= Ajax Business Associates =

The ABA, est. 1991

The Ajax Business Associates (ABA) is an organisation linked to AFC Ajax football club, based in Amsterdam, Netherlands.

The group is independent of the club and consists of a variety of members. With the public being the driving force behind the association, the ABA is the business club of Ajax, the organization contribute to Ajax affairs, as well as help the various corporate endorsers of the club to communicate and collaborate in order to assist in reaching the goals of the club. Founded in 1991, the ABA has been registered in the Chamber of Commerce (V53735) since its inception. The organization also has strong ties to the other supporter clubs of Ajax, namely the SVA and the AFCA Supportersclub. For a small price members of the ABA may also make use the clubs' amenities and luxury suites at the Amsterdam ArenA, reserved for ABA members.

== Events ==
Since 21 February 1997, the ABA hold their own rooming and seating in the ArenA, including the ABA club and lounge, which can be reserved by the members of the ABA to host events. The ABA is also responsible for organizing all travel to National and International away matches of Ajax for its business associates. The ABA also publish a bi-monthly journal called the ABA-Today which is mailed to all is subscribers and members of the ABA. The journal is a magazine with articles surrounding events and on-goings of the club and its supporters. Events surrounding the undertakings of the ABA are highlighted and advertising in the magazine is possible.

* [Task list]:
a - According to the Ajax Business Associates text, what number is the ABA registered under in the Chamber of Commerce?
b - From the records, arrange as a numbered list the lines starting at the one containing "For every instance of the navy" and ending at the one containing "(1129, 629)", leaving out blank lines.
These records are unrelated to the Ajax Business Associates text.

A series of records
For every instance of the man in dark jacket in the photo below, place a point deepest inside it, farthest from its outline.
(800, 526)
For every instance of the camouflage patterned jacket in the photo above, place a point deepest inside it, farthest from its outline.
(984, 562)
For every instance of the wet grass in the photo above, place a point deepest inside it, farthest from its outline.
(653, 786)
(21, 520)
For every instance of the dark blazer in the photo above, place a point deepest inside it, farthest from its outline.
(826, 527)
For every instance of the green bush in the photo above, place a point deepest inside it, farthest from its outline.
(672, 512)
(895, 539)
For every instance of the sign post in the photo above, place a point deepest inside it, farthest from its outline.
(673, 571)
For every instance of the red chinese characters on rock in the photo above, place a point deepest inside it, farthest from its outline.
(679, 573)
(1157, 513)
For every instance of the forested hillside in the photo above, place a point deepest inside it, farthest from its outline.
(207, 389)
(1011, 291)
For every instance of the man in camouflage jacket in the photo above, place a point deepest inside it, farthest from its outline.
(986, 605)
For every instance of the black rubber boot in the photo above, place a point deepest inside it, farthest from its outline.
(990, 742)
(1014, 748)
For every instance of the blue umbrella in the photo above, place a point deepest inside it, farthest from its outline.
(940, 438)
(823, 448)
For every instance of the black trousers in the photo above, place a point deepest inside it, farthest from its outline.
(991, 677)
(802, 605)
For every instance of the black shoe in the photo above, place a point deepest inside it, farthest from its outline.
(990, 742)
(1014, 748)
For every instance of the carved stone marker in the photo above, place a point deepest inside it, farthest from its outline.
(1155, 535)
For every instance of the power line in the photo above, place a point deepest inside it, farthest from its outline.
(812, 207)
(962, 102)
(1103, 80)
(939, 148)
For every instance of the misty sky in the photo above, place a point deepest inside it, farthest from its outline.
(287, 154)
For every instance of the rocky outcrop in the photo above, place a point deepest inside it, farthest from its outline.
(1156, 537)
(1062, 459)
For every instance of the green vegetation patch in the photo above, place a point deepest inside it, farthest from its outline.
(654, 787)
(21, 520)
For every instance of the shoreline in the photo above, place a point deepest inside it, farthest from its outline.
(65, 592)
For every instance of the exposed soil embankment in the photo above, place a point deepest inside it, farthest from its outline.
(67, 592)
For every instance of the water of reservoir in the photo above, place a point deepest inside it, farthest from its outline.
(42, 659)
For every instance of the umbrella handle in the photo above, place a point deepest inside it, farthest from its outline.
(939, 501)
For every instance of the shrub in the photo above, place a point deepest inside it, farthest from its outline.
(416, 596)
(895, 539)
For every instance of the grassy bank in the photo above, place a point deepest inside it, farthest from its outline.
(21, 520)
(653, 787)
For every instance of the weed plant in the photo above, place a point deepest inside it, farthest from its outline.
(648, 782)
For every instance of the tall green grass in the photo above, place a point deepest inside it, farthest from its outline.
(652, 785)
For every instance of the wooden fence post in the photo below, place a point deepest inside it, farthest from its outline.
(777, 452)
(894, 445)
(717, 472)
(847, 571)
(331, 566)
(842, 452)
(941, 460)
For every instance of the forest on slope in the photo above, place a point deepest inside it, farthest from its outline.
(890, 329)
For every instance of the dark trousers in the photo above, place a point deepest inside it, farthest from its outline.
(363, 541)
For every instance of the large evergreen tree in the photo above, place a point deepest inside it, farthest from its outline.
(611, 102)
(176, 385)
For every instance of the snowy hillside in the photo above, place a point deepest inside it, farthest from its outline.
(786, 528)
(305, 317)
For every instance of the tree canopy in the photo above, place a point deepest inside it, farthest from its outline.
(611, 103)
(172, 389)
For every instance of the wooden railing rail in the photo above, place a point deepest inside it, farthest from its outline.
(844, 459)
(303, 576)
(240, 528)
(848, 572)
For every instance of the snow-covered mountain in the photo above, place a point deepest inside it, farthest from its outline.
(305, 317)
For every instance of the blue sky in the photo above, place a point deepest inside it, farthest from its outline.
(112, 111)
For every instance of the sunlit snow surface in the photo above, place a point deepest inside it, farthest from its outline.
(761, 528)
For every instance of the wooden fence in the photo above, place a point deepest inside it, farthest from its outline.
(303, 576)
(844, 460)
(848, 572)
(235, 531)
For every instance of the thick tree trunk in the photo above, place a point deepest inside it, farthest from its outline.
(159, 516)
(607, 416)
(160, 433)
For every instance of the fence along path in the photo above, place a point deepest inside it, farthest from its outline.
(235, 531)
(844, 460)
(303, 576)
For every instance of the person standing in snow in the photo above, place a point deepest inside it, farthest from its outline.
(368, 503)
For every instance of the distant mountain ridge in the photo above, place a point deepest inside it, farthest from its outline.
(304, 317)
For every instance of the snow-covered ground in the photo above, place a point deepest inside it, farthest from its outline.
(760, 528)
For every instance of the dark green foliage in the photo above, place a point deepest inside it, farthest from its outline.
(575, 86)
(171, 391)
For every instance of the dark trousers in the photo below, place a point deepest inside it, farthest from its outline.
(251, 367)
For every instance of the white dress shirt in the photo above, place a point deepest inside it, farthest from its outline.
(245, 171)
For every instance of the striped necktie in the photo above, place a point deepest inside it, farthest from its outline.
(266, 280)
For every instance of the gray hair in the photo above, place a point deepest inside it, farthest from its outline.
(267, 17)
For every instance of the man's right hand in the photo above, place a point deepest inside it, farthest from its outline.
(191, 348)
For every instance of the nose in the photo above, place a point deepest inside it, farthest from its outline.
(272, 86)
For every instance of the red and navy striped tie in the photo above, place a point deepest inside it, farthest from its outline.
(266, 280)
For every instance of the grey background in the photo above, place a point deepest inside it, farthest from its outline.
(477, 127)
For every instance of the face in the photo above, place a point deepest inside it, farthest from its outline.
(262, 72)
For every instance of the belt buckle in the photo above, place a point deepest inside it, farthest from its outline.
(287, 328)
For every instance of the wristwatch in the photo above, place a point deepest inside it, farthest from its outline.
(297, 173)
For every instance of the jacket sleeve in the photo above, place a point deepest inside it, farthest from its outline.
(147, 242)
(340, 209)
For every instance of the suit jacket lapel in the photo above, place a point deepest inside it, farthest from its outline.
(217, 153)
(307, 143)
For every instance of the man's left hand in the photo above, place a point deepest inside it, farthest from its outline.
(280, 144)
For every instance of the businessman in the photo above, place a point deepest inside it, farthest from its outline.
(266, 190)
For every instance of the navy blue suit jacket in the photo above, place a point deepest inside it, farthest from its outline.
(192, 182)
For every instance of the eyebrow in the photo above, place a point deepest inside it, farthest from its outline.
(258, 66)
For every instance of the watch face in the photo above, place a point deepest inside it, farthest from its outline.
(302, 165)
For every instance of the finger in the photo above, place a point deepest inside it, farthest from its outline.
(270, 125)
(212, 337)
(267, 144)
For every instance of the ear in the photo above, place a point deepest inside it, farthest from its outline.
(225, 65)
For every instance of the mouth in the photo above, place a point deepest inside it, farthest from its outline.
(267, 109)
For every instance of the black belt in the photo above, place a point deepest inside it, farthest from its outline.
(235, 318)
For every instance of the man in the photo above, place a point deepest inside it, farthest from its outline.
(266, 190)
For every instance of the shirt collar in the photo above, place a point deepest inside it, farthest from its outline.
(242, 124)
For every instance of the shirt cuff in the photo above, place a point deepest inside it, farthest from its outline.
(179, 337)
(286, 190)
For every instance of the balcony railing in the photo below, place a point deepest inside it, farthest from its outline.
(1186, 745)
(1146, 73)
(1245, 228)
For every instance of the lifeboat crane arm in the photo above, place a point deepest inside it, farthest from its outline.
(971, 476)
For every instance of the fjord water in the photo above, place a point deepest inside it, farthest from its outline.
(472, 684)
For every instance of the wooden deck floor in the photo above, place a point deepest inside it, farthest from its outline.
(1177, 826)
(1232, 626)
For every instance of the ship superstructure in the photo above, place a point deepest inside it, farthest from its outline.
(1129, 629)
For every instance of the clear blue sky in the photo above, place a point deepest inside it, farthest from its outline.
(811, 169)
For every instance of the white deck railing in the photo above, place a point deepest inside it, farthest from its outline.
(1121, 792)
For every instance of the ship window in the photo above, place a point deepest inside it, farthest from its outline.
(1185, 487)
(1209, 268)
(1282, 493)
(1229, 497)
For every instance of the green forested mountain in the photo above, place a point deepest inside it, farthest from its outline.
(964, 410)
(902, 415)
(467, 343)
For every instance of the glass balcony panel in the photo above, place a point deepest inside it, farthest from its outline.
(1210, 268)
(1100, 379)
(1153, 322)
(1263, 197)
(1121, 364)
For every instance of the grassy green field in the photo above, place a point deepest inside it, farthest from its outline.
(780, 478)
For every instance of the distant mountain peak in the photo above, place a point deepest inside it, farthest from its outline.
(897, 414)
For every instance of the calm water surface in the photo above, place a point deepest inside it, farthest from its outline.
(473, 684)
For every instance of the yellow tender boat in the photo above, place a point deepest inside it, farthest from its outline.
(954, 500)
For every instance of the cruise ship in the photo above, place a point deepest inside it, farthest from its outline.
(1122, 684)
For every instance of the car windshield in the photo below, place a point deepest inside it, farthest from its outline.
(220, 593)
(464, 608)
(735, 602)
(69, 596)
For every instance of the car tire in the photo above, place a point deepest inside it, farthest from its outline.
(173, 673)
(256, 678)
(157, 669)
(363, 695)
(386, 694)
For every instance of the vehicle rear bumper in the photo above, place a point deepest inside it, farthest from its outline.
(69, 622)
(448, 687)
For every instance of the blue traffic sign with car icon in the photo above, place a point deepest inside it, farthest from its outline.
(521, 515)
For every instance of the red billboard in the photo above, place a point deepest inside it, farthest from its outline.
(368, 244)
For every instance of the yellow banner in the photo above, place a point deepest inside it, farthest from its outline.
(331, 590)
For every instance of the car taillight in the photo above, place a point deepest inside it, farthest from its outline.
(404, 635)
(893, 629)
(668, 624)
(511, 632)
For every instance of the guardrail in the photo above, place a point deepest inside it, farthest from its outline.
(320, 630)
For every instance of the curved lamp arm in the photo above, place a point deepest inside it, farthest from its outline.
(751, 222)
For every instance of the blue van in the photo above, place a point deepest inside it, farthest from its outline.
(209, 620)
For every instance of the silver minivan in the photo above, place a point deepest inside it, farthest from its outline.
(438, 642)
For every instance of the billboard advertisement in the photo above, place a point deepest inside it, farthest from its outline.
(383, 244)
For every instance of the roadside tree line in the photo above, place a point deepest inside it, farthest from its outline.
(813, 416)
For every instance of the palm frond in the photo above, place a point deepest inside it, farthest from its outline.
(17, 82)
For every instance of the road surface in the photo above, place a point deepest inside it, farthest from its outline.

* [List of solutions]:
a - V53735

b -
1. For every instance of the navy blue suit jacket in the photo above, place a point deepest inside it, farthest from its outline.
2. (192, 182)
3. For every instance of the eyebrow in the photo above, place a point deepest inside it, farthest from its outline.
4. (258, 66)
5. For every instance of the watch face in the photo above, place a point deepest inside it, farthest from its outline.
6. (302, 165)
7. For every instance of the finger in the photo above, place a point deepest inside it, farthest from its outline.
8. (270, 125)
9. (212, 337)
10. (267, 144)
11. For every instance of the ear in the photo above, place a point deepest inside it, farthest from its outline.
12. (225, 65)
13. For every instance of the mouth in the photo above, place a point deepest inside it, farthest from its outline.
14. (267, 109)
15. For every instance of the black belt in the photo above, place a point deepest inside it, farthest from its outline.
16. (235, 318)
17. For every instance of the man in the photo above, place a point deepest inside it, farthest from its outline.
18. (266, 190)
19. For every instance of the shirt collar in the photo above, place a point deepest inside it, farthest from its outline.
20. (242, 124)
21. For every instance of the shirt cuff in the photo above, place a point deepest inside it, farthest from its outline.
22. (179, 337)
23. (286, 190)
24. For every instance of the balcony railing in the photo below, place a point deepest inside it, farthest from its outline.
25. (1186, 745)
26. (1146, 73)
27. (1245, 228)
28. For every instance of the lifeboat crane arm in the photo above, place a point deepest inside it, farthest from its outline.
29. (971, 476)
30. For every instance of the fjord water in the photo above, place a point deepest inside it, farthest from its outline.
31. (472, 684)
32. For every instance of the wooden deck floor in the photo above, place a point deepest inside it, farthest from its outline.
33. (1177, 826)
34. (1232, 626)
35. For every instance of the ship superstructure in the photo above, place a point deepest inside it, farthest from its outline.
36. (1129, 629)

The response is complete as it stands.